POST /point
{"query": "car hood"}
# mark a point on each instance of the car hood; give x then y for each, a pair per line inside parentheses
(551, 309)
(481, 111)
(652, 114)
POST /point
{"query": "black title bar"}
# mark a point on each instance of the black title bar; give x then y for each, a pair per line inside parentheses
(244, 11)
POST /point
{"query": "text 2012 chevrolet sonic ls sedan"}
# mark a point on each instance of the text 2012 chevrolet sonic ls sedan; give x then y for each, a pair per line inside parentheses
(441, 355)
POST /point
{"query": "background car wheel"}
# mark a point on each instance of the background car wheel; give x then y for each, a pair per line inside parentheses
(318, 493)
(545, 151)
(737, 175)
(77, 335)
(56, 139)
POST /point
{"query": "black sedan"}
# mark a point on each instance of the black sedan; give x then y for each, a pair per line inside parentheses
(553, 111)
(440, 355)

▸ Task goal: Rename "black title bar" to "dark title bar" everywhere in the material above, and give all the lines again with nothing else changed.

▸ Response:
POST /point
{"query": "car hood"}
# mark a point on each instance of the car hood; give x then y for each, a pair per line inside parentheses
(551, 309)
(481, 111)
(652, 114)
POST /point
{"query": "dark title bar"}
# mark a point on each instance of the dark title bar; give x then y for each, a pair per line inside parentheses
(244, 11)
POST /point
{"query": "text 2012 chevrolet sonic ls sedan"}
# mark a point on each instance of the text 2012 chevrolet sonic ls sedan; give x then y for each, a pair per line inside parentheses
(441, 355)
POST /point
{"query": "background car wheel"}
# mark a point on each instance of the background car wheel; give x then y for each, a pair per line inside parentheses
(318, 493)
(545, 151)
(737, 175)
(77, 335)
(56, 139)
POST /point
{"query": "black sedan"}
# mark a point on each instance of the black sedan; give x then y for each, a pair per line inside parentheses
(553, 111)
(440, 355)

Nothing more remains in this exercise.